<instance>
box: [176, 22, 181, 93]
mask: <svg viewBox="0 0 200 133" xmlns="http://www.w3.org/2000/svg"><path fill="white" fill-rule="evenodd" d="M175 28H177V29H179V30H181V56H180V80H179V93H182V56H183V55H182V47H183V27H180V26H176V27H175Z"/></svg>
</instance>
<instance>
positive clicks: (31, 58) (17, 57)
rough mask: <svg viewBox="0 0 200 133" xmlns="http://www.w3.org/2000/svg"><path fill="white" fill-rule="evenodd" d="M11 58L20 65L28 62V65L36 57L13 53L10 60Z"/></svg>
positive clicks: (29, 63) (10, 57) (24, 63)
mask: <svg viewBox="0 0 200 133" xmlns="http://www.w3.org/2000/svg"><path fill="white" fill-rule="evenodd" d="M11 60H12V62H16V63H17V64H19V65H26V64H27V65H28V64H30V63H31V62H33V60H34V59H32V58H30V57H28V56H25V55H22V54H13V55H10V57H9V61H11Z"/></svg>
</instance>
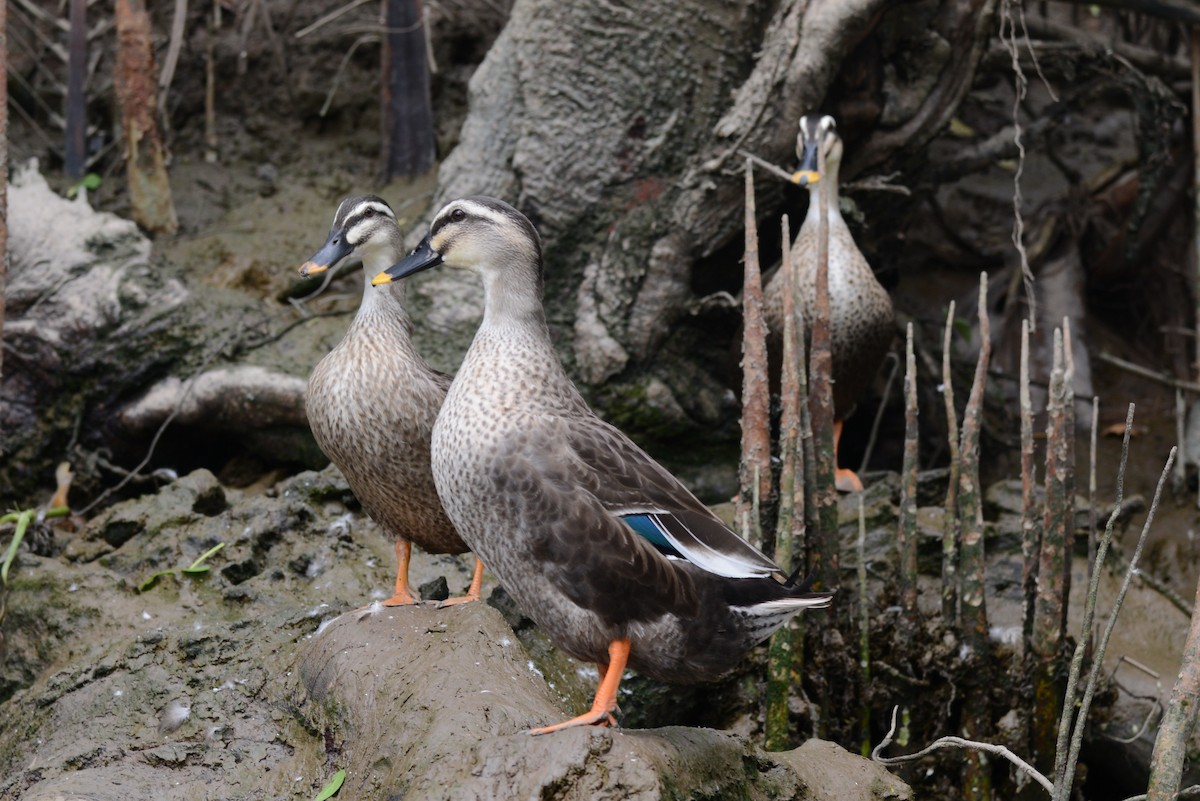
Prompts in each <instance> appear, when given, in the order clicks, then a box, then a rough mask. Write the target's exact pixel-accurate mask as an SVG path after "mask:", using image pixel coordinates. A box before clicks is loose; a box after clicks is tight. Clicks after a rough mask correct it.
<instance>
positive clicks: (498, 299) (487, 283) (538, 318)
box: [480, 265, 550, 343]
mask: <svg viewBox="0 0 1200 801" xmlns="http://www.w3.org/2000/svg"><path fill="white" fill-rule="evenodd" d="M539 271H540V270H539V269H538V267H534V266H532V265H530V266H528V267H524V269H520V267H508V269H505V270H487V271H481V272H480V275H481V277H482V281H484V321H482V323H481V327H487V329H498V327H516V329H522V330H528V331H529V332H545V333H546V342H547V343H548V342H550V333H548V330H547V327H546V312H545V308H544V307H542V303H541V278H540V275H538V272H539ZM530 272H533V275H530Z"/></svg>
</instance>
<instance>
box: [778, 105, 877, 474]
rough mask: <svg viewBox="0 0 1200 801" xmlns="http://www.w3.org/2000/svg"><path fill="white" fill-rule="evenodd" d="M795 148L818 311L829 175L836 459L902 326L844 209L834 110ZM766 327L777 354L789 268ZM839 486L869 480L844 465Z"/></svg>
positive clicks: (780, 288) (832, 338) (810, 267)
mask: <svg viewBox="0 0 1200 801" xmlns="http://www.w3.org/2000/svg"><path fill="white" fill-rule="evenodd" d="M799 128H800V130H799V133H798V134H797V137H796V153H797V156H799V159H800V168H799V170H797V171H796V174H794V175H793V176H792V180H793V181H794V182H796V183H798V185H800V186H805V187H808V189H809V211H808V215H806V216H805V217H804V224H803V225H800V230H799V233H798V234H797V235H796V241H794V242H793V243H792V259H793V260H794V261H796V265H797V270H798V277H799V290H798V291H799V301H800V313H802V314H803V315H804V319H805V320H811V319H812V317H814V307H815V306H816V271H817V228H818V227H820V224H821V211H820V209H821V204H820V201H818V199H817V187H818V181H828V182H829V209H828V212H827V215H826V218H827V219H828V222H829V261H828V265H829V267H828V270H829V327H830V331H829V333H830V343H832V348H833V409H834V421H835V422H834V459H836V456H838V441H839V440H840V439H841V428H842V422H844V421H845V420H846V417H848V416H850V414H851V412H852V411H853V410H854V404H856V403H857V402H858V398H859V397H860V396H862V395H863V392H864V391H865V390H866V387H868V386H870V384H871V381H872V380H875V374H876V372H878V369H880V363H881V362H882V361H883V357H884V356H886V355H887V353H888V348H889V347H890V344H892V335H893V331H894V327H895V324H894V321H893V320H894V315H893V311H892V299H890V297H889V296H888V293H887V290H886V289H883V287H881V285H880V282H878V281H877V279H876V278H875V272H874V271H872V270H871V265H869V264H868V263H866V259H865V258H864V257H863V253H862V251H859V249H858V246H857V245H854V237H853V236H852V235H851V233H850V228H848V227H847V225H846V221H845V219H842V217H841V211H840V210H839V209H838V167H839V165H840V164H841V138H840V137H839V135H838V127H836V126H835V125H834V120H833V118H832V116H814V115H805V116H802V118H800V126H799ZM818 149H820V150H823V151H824V167H826V171H824V175H822V174H821V173H820V170H818V164H820V161H818ZM764 303H766V309H764V311H766V317H767V326H768V329H769V330H770V332H772V335H770V336H772V341H773V348H772V350H773V353H779V350H780V347H779V343H780V339H781V336H782V331H784V273H782V271H781V270H780V271H778V272H776V273H775V275H774V276H773V277H772V279H770V282H769V283H768V284H767V289H766V293H764ZM838 489H840V490H842V492H859V490H862V489H863V482H862V481H859V478H858V476H857V475H854V472H853V471H852V470H847V469H842V468H839V469H838Z"/></svg>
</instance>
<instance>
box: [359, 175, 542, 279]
mask: <svg viewBox="0 0 1200 801" xmlns="http://www.w3.org/2000/svg"><path fill="white" fill-rule="evenodd" d="M439 265H445V266H448V267H455V269H458V270H470V271H473V272H478V273H479V275H480V276H482V278H484V282H485V284H491V283H492V282H493V279H494V278H497V277H500V276H503V275H504V273H508V272H512V271H516V270H521V269H526V270H530V269H532V270H534V271H535V272H536V279H538V283H539V284H540V281H541V237H540V236H539V235H538V230H536V229H535V228H534V227H533V223H530V222H529V218H528V217H526V216H524V215H522V213H521V212H520V211H517V210H516V209H514V207H512V206H510V205H509V204H506V203H504V201H503V200H497V199H496V198H486V197H481V195H475V197H469V198H460V199H458V200H452V201H450V203H448V204H446V205H445V206H443V207H442V210H440V211H439V212H438V213H437V216H436V217H434V218H433V223H432V224H431V225H430V233H428V235H426V236H425V239H422V240H421V243H420V245H418V246H416V247H415V248H414V249H413V252H412V253H409V254H408V255H407V257H404V259H403V260H401V261H400V263H398V264H396V265H394V266H392V267H390V269H388V270H385V271H383V272H380V273H379V275H377V276H376V277H374V278H373V279H372V281H371V283H372V284H386V283H391V282H394V281H400V279H401V278H404V277H406V276H410V275H414V273H416V272H421V271H422V270H428V269H431V267H436V266H439Z"/></svg>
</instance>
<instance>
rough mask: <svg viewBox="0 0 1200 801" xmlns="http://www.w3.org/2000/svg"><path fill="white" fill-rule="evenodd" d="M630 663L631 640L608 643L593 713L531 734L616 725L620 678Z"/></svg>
mask: <svg viewBox="0 0 1200 801" xmlns="http://www.w3.org/2000/svg"><path fill="white" fill-rule="evenodd" d="M628 662H629V638H628V637H622V638H620V639H614V640H613V642H611V643H608V664H607V666H604V664H601V666H599V667H600V686H599V687H596V697H595V700H593V701H592V711H589V712H584V713H583V715H580V716H578V717H572V718H571V719H570V721H564V722H563V723H556V724H554V725H547V727H544V728H541V729H530V730H529V734H550V733H551V731H558V730H559V729H568V728H571V727H575V725H616V724H617V721H616V718H613V716H612V713H613V711H614V710H616V709H617V687H618V686H619V685H620V676H622V674H623V673H625V664H626V663H628Z"/></svg>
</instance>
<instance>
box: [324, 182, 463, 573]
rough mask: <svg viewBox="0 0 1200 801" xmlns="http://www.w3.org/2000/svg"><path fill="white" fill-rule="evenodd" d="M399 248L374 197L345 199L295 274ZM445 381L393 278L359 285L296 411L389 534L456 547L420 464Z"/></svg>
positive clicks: (411, 540)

§ Exercise goal:
Exactly as written, reproduce all of the entries while dropping the pictures.

§ Task solution:
<instance>
box: [176, 22, 181, 93]
mask: <svg viewBox="0 0 200 133" xmlns="http://www.w3.org/2000/svg"><path fill="white" fill-rule="evenodd" d="M175 28H177V29H179V30H181V56H180V80H179V93H182V56H183V55H182V47H183V27H180V26H176V27H175Z"/></svg>
</instance>
<instance>
positive clicks: (31, 58) (17, 57)
rough mask: <svg viewBox="0 0 200 133" xmlns="http://www.w3.org/2000/svg"><path fill="white" fill-rule="evenodd" d="M11 58L20 65L28 62V65L36 57L13 53L10 60Z"/></svg>
positive clicks: (29, 63) (10, 57) (24, 63)
mask: <svg viewBox="0 0 200 133" xmlns="http://www.w3.org/2000/svg"><path fill="white" fill-rule="evenodd" d="M11 60H12V62H16V63H17V64H19V65H26V64H27V65H28V64H30V63H31V62H33V60H34V59H32V58H30V57H28V56H25V55H22V54H13V55H10V57H9V61H11Z"/></svg>
</instance>
Prompts in each <instance> appear, when given, in the order clicks, then a box, then a rough mask. Write the target's exact pixel-accurate mask as an SVG path after "mask:", using image pixel coordinates. A box before clicks is loose; a box after clicks is tight. Clicks after a rough mask correct it.
<instance>
positive clicks: (498, 299) (487, 283) (538, 318)
box: [480, 265, 550, 343]
mask: <svg viewBox="0 0 1200 801" xmlns="http://www.w3.org/2000/svg"><path fill="white" fill-rule="evenodd" d="M539 271H540V270H539V269H538V267H534V266H532V265H530V266H528V267H524V269H520V267H508V269H505V270H487V271H481V272H480V275H481V277H482V281H484V321H482V323H481V327H487V329H498V327H516V329H522V330H528V331H529V332H545V333H546V342H547V343H548V342H550V333H548V330H547V327H546V312H545V308H544V307H542V303H541V278H540V275H538V272H539ZM530 272H533V275H530Z"/></svg>
</instance>
<instance>
box: [778, 105, 877, 474]
rough mask: <svg viewBox="0 0 1200 801" xmlns="http://www.w3.org/2000/svg"><path fill="white" fill-rule="evenodd" d="M795 148L818 311L829 175L836 459L902 326L844 209L834 110ZM766 327L777 354L789 268ZM839 486L869 480L844 465Z"/></svg>
positive clicks: (780, 288) (832, 338) (810, 267)
mask: <svg viewBox="0 0 1200 801" xmlns="http://www.w3.org/2000/svg"><path fill="white" fill-rule="evenodd" d="M799 128H800V130H799V133H798V134H797V137H796V153H797V156H799V159H800V168H799V170H797V171H796V174H794V175H793V176H792V180H793V181H794V182H796V183H798V185H800V186H805V187H808V189H809V211H808V215H806V216H805V217H804V224H803V225H800V230H799V233H798V234H797V235H796V241H794V242H793V243H792V259H793V260H794V261H796V265H797V270H798V277H799V290H798V291H799V301H800V313H802V314H803V315H804V319H805V320H811V319H812V317H814V307H815V306H816V271H817V228H818V227H820V224H821V211H820V209H821V204H820V201H818V199H817V187H818V181H828V182H829V209H828V212H827V215H826V218H827V219H828V222H829V261H828V265H829V267H828V270H829V327H830V331H829V333H830V343H832V348H833V409H834V421H835V422H834V459H836V456H838V441H839V440H840V439H841V428H842V422H844V421H845V420H846V417H848V416H850V414H851V412H852V411H853V410H854V404H856V403H857V402H858V398H859V397H860V396H862V395H863V392H864V391H865V390H866V387H868V386H870V384H871V381H872V380H875V374H876V372H878V369H880V363H881V362H882V361H883V357H884V356H886V355H887V353H888V348H889V347H890V344H892V335H893V331H894V327H895V324H894V321H893V320H894V315H893V311H892V299H890V297H889V296H888V293H887V290H886V289H883V287H881V285H880V282H878V281H877V279H876V278H875V272H874V271H872V270H871V265H869V264H868V263H866V259H865V258H864V257H863V253H862V251H859V249H858V246H857V245H854V237H853V236H852V235H851V233H850V228H848V227H847V225H846V221H845V219H842V217H841V211H840V210H839V209H838V167H839V165H840V164H841V138H840V137H839V135H838V127H836V126H835V125H834V120H833V118H832V116H814V115H805V116H802V118H800V126H799ZM818 149H820V150H823V151H824V167H826V171H824V175H822V174H821V173H820V170H818V164H820V161H818ZM764 303H766V309H764V311H766V317H767V326H768V329H769V330H770V332H772V335H770V336H772V341H773V348H772V350H773V353H779V350H780V347H779V343H780V339H781V336H782V331H784V273H782V271H781V270H780V271H778V272H776V273H775V275H774V276H773V277H772V279H770V282H769V283H768V284H767V289H766V293H764ZM838 489H840V490H842V492H859V490H862V489H863V482H862V481H859V478H858V476H857V475H854V472H853V471H852V470H847V469H842V468H839V469H838Z"/></svg>
</instance>
<instance>
box: [359, 175, 542, 279]
mask: <svg viewBox="0 0 1200 801" xmlns="http://www.w3.org/2000/svg"><path fill="white" fill-rule="evenodd" d="M439 265H445V266H448V267H455V269H458V270H470V271H473V272H478V273H479V275H480V276H482V278H484V282H485V284H491V283H492V282H493V279H494V278H497V277H500V276H503V275H504V273H508V272H512V271H516V270H521V269H526V270H530V269H532V270H534V271H535V272H536V279H538V283H539V284H540V281H541V237H540V236H539V235H538V230H536V229H535V228H534V227H533V223H530V222H529V218H528V217H526V216H524V215H522V213H521V212H520V211H517V210H516V209H514V207H512V206H510V205H509V204H506V203H504V201H503V200H497V199H496V198H486V197H481V195H475V197H469V198H460V199H458V200H452V201H450V203H448V204H446V205H445V206H443V207H442V210H440V211H439V212H438V213H437V216H436V217H434V218H433V223H432V224H431V225H430V233H428V235H426V236H425V239H422V240H421V243H420V245H418V246H416V247H415V248H414V249H413V252H412V253H409V254H408V255H407V257H404V259H403V260H401V261H400V263H398V264H396V265H394V266H392V267H390V269H388V270H385V271H383V272H380V273H379V275H377V276H376V277H374V278H373V279H372V281H371V283H372V284H386V283H391V282H394V281H400V279H401V278H404V277H406V276H410V275H414V273H416V272H421V271H422V270H428V269H431V267H436V266H439Z"/></svg>
</instance>
<instance>
rough mask: <svg viewBox="0 0 1200 801" xmlns="http://www.w3.org/2000/svg"><path fill="white" fill-rule="evenodd" d="M630 663L631 640L608 643L593 713L531 734L616 725L620 678Z"/></svg>
mask: <svg viewBox="0 0 1200 801" xmlns="http://www.w3.org/2000/svg"><path fill="white" fill-rule="evenodd" d="M628 662H629V638H628V637H622V638H620V639H614V640H613V642H611V643H608V664H607V666H604V664H601V666H599V667H600V686H599V687H596V697H595V700H593V701H592V711H589V712H584V713H583V715H580V716H578V717H572V718H571V719H570V721H564V722H563V723H556V724H554V725H547V727H544V728H541V729H530V730H529V734H550V733H551V731H558V730H559V729H568V728H571V727H575V725H616V724H617V721H616V718H613V716H612V713H613V711H614V710H616V709H617V687H618V686H619V685H620V676H622V674H623V673H625V664H626V663H628Z"/></svg>
</instance>
<instance>
box: [324, 182, 463, 573]
rough mask: <svg viewBox="0 0 1200 801" xmlns="http://www.w3.org/2000/svg"><path fill="white" fill-rule="evenodd" d="M399 248L374 197L345 199L295 274ZM445 381L393 278L359 285L296 411L389 534L456 547L420 464Z"/></svg>
positive clicks: (411, 540)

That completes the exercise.